START Data listing
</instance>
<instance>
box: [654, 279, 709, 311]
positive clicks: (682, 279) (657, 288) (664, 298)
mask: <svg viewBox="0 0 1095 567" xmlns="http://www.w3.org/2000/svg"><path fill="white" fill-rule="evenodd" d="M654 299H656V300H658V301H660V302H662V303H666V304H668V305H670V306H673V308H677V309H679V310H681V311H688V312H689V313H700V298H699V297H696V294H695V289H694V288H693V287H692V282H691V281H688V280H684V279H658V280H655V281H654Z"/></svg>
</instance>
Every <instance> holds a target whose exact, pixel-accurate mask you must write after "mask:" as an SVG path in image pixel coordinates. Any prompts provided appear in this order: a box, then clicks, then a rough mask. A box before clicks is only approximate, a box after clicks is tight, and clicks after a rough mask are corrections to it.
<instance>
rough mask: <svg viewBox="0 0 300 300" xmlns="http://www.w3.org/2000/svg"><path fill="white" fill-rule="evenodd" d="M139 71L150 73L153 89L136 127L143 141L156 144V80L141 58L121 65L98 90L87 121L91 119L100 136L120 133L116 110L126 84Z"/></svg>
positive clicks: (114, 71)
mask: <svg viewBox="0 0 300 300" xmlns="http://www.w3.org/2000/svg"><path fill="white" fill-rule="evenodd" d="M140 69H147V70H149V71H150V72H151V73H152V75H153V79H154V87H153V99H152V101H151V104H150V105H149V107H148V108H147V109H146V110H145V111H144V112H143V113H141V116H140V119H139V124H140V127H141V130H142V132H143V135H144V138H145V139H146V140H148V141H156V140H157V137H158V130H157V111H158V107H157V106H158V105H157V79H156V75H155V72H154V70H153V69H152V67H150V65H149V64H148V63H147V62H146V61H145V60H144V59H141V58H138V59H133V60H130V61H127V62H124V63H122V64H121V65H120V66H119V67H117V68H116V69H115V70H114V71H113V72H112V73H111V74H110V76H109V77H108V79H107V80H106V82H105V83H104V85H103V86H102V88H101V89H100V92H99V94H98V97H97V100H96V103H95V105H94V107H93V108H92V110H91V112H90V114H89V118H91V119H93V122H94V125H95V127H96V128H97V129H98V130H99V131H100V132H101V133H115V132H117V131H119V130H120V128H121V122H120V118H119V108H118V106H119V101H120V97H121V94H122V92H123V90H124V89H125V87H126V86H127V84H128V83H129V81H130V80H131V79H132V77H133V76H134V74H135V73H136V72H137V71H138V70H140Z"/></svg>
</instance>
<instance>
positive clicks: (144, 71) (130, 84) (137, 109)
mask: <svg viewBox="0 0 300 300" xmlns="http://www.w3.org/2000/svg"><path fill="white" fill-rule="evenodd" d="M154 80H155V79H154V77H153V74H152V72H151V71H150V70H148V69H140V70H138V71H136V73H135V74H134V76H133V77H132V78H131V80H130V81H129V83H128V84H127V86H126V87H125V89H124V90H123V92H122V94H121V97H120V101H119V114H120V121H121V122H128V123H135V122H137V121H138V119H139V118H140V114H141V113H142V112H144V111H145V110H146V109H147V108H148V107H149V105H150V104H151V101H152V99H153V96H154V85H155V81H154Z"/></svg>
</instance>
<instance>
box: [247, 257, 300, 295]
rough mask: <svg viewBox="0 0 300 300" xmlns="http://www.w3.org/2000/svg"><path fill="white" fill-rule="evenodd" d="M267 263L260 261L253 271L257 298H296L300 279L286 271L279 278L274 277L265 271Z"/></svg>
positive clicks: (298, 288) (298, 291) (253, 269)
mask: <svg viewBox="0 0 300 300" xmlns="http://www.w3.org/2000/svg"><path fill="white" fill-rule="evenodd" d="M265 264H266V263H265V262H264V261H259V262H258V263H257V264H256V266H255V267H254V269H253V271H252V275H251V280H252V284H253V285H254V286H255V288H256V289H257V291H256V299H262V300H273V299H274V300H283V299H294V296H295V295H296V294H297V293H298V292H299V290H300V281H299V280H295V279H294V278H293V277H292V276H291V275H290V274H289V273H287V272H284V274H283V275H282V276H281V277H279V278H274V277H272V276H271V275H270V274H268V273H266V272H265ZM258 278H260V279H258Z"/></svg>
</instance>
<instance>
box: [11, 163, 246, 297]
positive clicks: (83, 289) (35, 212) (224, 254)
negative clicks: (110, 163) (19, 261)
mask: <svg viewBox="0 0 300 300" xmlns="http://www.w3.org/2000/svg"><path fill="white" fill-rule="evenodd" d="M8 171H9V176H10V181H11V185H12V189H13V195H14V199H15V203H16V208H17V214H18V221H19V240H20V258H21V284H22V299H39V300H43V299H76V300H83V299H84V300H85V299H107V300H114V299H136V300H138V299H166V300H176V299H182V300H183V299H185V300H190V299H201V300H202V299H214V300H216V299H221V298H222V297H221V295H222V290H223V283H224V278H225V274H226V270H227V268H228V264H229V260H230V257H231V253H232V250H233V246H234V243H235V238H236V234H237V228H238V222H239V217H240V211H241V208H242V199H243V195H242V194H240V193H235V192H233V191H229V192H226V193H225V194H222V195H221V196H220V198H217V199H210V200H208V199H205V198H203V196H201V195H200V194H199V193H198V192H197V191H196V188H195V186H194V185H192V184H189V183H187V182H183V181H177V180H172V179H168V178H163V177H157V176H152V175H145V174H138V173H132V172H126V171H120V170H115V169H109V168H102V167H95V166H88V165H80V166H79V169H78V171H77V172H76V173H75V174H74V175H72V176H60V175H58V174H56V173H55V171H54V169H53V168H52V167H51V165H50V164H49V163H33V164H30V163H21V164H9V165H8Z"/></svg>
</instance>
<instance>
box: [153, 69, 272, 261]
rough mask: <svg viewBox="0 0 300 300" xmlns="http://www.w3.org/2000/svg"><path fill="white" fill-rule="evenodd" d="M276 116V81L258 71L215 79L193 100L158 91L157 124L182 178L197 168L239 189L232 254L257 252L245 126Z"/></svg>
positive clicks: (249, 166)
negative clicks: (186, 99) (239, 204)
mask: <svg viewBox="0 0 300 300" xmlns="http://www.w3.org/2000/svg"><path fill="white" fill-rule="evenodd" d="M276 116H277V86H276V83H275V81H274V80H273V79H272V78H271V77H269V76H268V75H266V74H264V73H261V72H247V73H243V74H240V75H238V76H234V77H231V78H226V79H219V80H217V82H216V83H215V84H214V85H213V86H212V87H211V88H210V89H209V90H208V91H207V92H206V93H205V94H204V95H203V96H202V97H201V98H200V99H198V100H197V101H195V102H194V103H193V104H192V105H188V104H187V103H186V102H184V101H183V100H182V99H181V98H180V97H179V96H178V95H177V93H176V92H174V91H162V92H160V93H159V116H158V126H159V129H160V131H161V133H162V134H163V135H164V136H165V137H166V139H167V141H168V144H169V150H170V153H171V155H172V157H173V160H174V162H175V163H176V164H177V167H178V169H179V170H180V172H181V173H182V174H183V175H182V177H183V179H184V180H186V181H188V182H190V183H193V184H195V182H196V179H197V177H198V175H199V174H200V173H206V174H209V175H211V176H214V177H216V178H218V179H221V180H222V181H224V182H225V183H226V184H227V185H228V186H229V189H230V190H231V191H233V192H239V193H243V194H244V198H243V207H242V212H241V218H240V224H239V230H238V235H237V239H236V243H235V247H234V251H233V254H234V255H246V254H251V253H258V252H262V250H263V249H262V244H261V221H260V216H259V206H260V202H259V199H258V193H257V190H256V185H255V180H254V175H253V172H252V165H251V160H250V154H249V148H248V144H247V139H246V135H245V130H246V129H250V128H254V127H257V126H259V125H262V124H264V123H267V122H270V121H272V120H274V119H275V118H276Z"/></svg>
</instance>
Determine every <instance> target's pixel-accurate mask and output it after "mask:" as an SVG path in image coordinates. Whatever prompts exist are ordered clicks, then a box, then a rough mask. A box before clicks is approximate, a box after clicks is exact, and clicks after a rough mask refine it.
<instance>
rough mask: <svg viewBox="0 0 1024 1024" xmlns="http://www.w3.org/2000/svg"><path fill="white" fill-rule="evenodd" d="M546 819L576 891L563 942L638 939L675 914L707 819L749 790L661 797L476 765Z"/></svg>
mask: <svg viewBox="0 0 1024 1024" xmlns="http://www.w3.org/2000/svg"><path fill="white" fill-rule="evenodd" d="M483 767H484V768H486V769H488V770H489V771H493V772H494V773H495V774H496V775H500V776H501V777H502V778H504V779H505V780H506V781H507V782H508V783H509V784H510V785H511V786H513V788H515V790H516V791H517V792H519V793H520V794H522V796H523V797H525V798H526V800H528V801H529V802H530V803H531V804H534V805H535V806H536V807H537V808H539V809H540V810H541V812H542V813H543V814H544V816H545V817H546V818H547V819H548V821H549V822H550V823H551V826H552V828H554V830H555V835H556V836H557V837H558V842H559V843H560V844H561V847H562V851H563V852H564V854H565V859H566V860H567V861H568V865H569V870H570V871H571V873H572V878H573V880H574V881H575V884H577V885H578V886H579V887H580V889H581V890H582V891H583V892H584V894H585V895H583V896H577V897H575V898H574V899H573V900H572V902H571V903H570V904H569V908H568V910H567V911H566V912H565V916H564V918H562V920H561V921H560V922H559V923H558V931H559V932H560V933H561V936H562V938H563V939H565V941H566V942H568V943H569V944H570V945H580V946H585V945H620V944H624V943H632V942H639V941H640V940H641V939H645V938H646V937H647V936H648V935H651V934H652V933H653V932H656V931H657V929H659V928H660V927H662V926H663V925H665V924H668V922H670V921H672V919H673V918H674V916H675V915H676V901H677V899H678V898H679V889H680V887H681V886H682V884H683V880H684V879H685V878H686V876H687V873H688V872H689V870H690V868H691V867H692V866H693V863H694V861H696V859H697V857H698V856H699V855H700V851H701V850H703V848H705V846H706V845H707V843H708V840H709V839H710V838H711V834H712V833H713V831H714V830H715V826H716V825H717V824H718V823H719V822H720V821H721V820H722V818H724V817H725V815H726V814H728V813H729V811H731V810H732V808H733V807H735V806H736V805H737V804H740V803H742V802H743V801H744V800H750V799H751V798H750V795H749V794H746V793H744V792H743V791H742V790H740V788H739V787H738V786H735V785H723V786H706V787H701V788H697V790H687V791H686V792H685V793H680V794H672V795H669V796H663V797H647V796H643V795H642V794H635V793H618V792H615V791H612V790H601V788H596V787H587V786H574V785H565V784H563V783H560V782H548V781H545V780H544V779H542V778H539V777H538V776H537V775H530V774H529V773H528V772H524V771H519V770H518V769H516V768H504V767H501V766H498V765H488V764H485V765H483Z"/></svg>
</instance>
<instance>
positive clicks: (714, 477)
END Data listing
* Task statement *
Which lines in the records contain the string "negative", with uppercase and lowercase treated as different? Copy out each of those lines.

* Answer section *
negative clicks: (110, 163) (19, 261)
negative clicks: (186, 99) (239, 204)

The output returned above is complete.